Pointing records
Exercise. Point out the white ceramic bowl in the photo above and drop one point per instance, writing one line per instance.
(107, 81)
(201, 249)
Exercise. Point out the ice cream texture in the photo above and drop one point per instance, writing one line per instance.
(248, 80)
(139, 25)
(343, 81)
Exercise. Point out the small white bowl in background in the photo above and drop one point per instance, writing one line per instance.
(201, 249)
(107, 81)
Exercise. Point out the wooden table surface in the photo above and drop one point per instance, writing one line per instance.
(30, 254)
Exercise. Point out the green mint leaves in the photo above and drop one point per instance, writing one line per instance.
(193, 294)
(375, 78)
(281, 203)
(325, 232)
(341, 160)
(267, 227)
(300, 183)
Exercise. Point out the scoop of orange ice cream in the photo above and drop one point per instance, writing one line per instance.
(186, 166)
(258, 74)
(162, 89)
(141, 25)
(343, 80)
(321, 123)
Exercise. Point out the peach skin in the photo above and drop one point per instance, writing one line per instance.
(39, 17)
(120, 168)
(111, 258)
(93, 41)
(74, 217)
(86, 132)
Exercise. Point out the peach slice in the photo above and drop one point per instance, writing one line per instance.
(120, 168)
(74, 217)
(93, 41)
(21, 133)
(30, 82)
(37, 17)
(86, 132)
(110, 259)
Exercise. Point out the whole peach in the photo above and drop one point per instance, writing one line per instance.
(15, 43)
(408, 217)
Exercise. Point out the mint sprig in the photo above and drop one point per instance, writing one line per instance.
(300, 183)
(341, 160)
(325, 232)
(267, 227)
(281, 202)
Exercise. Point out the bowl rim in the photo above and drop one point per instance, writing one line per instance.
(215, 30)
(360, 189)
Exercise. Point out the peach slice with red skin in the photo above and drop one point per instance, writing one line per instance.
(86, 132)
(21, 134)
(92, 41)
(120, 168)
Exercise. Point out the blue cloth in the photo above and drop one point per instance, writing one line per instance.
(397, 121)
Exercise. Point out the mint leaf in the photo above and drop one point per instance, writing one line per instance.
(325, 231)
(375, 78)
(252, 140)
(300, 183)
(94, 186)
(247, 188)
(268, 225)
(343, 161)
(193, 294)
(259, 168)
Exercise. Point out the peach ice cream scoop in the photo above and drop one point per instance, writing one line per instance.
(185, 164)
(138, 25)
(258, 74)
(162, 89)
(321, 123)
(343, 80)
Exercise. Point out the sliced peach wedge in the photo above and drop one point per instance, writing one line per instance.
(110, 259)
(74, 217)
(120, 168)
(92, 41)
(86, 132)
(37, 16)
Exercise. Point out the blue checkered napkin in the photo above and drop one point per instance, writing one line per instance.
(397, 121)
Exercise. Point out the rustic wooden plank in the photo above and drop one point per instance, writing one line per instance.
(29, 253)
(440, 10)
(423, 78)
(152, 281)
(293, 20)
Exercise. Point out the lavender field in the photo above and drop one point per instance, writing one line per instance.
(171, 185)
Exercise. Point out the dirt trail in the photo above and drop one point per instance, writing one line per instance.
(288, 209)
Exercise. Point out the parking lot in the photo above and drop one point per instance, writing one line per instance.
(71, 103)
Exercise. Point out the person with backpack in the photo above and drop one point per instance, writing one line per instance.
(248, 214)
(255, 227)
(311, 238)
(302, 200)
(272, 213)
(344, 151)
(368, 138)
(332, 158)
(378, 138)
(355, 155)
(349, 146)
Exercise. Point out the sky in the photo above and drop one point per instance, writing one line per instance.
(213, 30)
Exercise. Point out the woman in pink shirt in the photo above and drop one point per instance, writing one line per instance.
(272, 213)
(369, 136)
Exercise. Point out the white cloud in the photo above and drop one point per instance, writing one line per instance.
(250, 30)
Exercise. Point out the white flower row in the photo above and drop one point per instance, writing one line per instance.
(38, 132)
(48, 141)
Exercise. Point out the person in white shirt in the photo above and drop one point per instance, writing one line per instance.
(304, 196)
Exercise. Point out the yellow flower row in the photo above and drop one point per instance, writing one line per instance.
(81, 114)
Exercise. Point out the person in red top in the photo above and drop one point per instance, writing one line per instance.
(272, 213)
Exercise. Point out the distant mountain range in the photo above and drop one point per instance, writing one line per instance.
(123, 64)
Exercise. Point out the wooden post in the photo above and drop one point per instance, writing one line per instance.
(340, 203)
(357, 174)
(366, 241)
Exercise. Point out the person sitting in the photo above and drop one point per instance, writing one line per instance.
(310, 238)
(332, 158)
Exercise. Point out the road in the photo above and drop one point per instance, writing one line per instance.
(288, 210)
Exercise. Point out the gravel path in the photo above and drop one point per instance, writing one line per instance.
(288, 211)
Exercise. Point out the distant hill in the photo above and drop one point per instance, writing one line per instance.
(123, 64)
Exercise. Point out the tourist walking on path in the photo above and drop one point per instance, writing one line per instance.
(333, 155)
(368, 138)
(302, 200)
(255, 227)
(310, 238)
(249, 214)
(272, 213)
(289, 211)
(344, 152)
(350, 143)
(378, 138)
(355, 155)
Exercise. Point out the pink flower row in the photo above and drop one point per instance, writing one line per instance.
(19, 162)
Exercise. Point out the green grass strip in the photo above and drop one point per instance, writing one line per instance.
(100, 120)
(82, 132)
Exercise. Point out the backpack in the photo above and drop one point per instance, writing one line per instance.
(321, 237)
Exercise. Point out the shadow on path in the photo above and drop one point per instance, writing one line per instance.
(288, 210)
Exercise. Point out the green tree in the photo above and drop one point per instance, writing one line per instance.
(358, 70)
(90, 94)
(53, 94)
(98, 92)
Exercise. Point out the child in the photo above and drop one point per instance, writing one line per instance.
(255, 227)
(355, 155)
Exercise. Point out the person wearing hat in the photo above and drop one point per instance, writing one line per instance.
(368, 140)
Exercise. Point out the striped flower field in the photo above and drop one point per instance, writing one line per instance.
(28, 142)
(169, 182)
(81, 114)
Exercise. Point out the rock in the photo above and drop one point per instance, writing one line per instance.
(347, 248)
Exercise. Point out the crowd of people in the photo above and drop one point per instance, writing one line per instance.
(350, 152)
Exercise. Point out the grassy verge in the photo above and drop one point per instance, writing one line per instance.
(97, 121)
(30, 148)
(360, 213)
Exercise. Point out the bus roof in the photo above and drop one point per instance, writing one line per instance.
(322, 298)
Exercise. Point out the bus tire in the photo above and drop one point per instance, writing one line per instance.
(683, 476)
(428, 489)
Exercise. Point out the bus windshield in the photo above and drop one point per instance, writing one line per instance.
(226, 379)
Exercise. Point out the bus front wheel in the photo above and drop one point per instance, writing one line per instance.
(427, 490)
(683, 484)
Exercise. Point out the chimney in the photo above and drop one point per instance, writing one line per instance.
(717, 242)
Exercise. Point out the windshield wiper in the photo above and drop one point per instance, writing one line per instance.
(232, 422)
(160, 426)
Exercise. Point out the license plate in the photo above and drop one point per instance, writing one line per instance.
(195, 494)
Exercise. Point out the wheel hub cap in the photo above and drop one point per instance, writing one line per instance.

## Directive
Extract the full listing above without altering anything.

## Finished answer
Exercise. Point out the white ceramic bowl in the photo above and drop one point per instance, writing one line per instance.
(107, 81)
(201, 249)
Exercise. Point out the ice cream texture in the photo above and drop one point per instance, writing one line per instance.
(248, 80)
(139, 25)
(343, 81)
Exercise. Point out the small white bowl in background in the photo above and drop one point per instance, writing one line per instance.
(201, 249)
(107, 81)
Exercise. Point out the wooden table surface in the photo above and drop one point per instance, writing one line per instance.
(30, 254)
Exercise. Point out the green mint leaves in the photo above and drop one point per instance, writing one line per instance.
(193, 294)
(375, 78)
(281, 203)
(325, 232)
(341, 160)
(267, 227)
(300, 183)
Exercise. Point out the scoop of orange ice cream in the photo above and drop one point per instance, writing one line per instance.
(186, 166)
(258, 74)
(162, 89)
(141, 25)
(343, 80)
(321, 123)
Exercise. Point out the peach skin in the photo above and drop one point per instance, writing one line per instance.
(39, 17)
(120, 168)
(111, 258)
(93, 41)
(74, 217)
(86, 132)
Exercise. Point out the peach slice in the photo above and drop one point per instance, writing one line per instance.
(120, 168)
(74, 217)
(93, 41)
(21, 133)
(30, 82)
(37, 17)
(86, 132)
(110, 259)
Exercise. Point out the whole peach in the photo above and drop one point per instance, writing one line per instance.
(15, 43)
(408, 217)
Exercise. Point out the mint sprig in the photo above and drop one point per instance, writing one line per instance.
(300, 183)
(341, 160)
(325, 232)
(267, 227)
(281, 202)
Exercise. Point out the bowl rim in the photo above and drop one point per instance, writing one line per instance.
(215, 30)
(360, 189)
Exercise. Point out the peach slice with red skin in the photo above and drop one point per instance, writing one line per instance.
(86, 132)
(21, 134)
(92, 41)
(120, 168)
Exercise. Point out the blue cloth in the photo above and drop one point per instance, writing one line per instance.
(397, 121)
Exercise. Point out the mint leaf in the photo above and drop one point per instance, writing one line per instance.
(325, 231)
(375, 78)
(252, 140)
(300, 183)
(94, 186)
(247, 188)
(268, 225)
(343, 161)
(193, 294)
(259, 168)
Exercise. Point out the peach ice cream scoop in the photo above and drop one point per instance, writing one line per instance.
(185, 164)
(138, 25)
(258, 74)
(162, 89)
(321, 123)
(343, 80)
Exercise. Point out the sliced peach wedge in the photo above and drop one point per instance, writing one line per instance.
(110, 259)
(74, 217)
(120, 168)
(92, 41)
(86, 132)
(37, 16)
Exercise. Point out the blue checkered napkin in the photo above and drop one point per instance, writing one line per instance.
(397, 121)
Exercise. Point out the rustic wooden plank in the photo above and drop one point per instance, writing one line per instance.
(29, 253)
(440, 10)
(423, 78)
(152, 281)
(293, 20)
Exercise. Point out the lavender field in the photo above and drop one point per instance, writing one line per instance.
(171, 185)
Exercise. Point out the dirt trail in the photo above and drop one point per instance, writing one line per instance.
(288, 209)
Exercise. Point out the parking lot in the photo above and drop one point per instance, writing one line per instance.
(71, 103)
Exercise. Point out the person with backpack in the photo above and drop one point per instance, writing one line per instance.
(248, 214)
(255, 227)
(311, 238)
(302, 200)
(272, 213)
(344, 151)
(368, 138)
(332, 158)
(378, 138)
(355, 155)
(349, 146)
Exercise. Point out the sky in the photo above and drop one point per instance, writing one line per instance.
(213, 30)
Exercise. Point out the woman in pink shirt in the photo above and drop one point per instance, writing one line per instance.
(272, 213)
(369, 136)
Exercise. Point out the white cloud in the photo above and drop one point per instance, writing one line per instance.
(250, 30)
Exercise. Point out the white flower row in the photo above and drop one point per instance, writing one line per instance.
(38, 132)
(48, 141)
Exercise. Point out the person in white shirt in the photo above and drop one point per instance, writing one line per instance.
(304, 196)
Exercise. Point out the yellow flower row in the photo above and drop one point per instance, writing one line per instance.
(81, 114)
Exercise. Point out the person in red top in the photo above and drop one point per instance, writing one line per instance.
(272, 213)
Exercise. Point out the distant mountain range in the photo above and drop one point per instance, writing one line per instance.
(123, 64)
Exercise. Point out the wooden post in the photo above and drop one point per instance, writing one line per instance.
(340, 203)
(357, 174)
(366, 241)
Exercise. Point out the person sitting in the photo above and drop one point per instance, writing one line per instance.
(310, 238)
(332, 158)
Exercise. Point out the road in the photo above and drop one point per instance, writing one line per instance.
(288, 210)
Exercise. Point out the gravel path in the photo above and drop one point per instance, writing one line per instance.
(288, 211)
Exercise. Point out the distant hill in the photo above and drop one point per instance, writing one line per instance.
(123, 64)
Exercise. Point out the tourist walking on path in the photo above and drop one point per instance, writing one line per instance.
(333, 155)
(368, 138)
(302, 200)
(255, 227)
(310, 238)
(249, 214)
(272, 213)
(289, 211)
(344, 152)
(350, 143)
(378, 138)
(355, 155)
Exercise. Point out the pink flower row in the photo above and drop one point per instance, writing one line per instance.
(19, 162)
Exercise. Point out the green grass strip in the photo above and drop one point per instance, writing one line per instance.
(100, 120)
(82, 132)
Exercise. Point out the backpack in the photo above and drop one point per instance, writing one line per instance.
(321, 237)
Exercise. Point out the shadow on path in the photo above and drop one point per instance, writing one line per instance.
(288, 210)
Exercise. Point out the green tree in the photo above and drop one point per instance, writing one line per instance.
(358, 70)
(90, 94)
(53, 94)
(98, 92)
Exercise. Point out the child in the photo above and drop one point per instance, writing one line per instance.
(255, 227)
(355, 155)
Exercise. Point out the person wearing hat in the photo above and drop one point per instance, writing one line per instance.
(368, 140)
Exercise. Point out the striped flower field in the photo above and drop one point per instance, writing one line per instance.
(28, 142)
(169, 182)
(81, 114)
Exercise. Point out the rock in the photo above and drop one point per instance, writing one line per instance.
(347, 248)
Exercise. Point out the crowd of people in the photo above and drop one point per instance, writing one line per instance.
(350, 152)
Exercise. Point out the grassy verge in the photo above and drop one point per instance, writing one line per instance.
(97, 121)
(30, 148)
(360, 213)
Exercise. Point out the bus roof in the photo above and drop one point per instance, writing one line per instance.
(322, 298)
Exercise. Point out the bus tire in the photo above and drop one point per instance, writing one line per instance.
(683, 476)
(428, 489)
Exercise. Point out the bus windshield in the photo above and drop one point per instance, writing one line per instance.
(226, 379)
Exercise. Point out the bus front wheel in the photo above and drop one point per instance, writing one line per instance.
(427, 490)
(683, 484)
Exercise. Point out the chimney in the photo above and drop one point per instance, writing one line per instance.
(717, 242)
Exercise. Point out the windshield wiper in the photo above and drop one point per instance, writing one line per instance.
(232, 422)
(160, 426)
Exercise. Point out the license plate in the photo above and drop one point per instance, writing one line per instance.
(195, 494)
Exercise. Point out the wheel hub cap in the photo above and drop one point per instance, writing one line per instance.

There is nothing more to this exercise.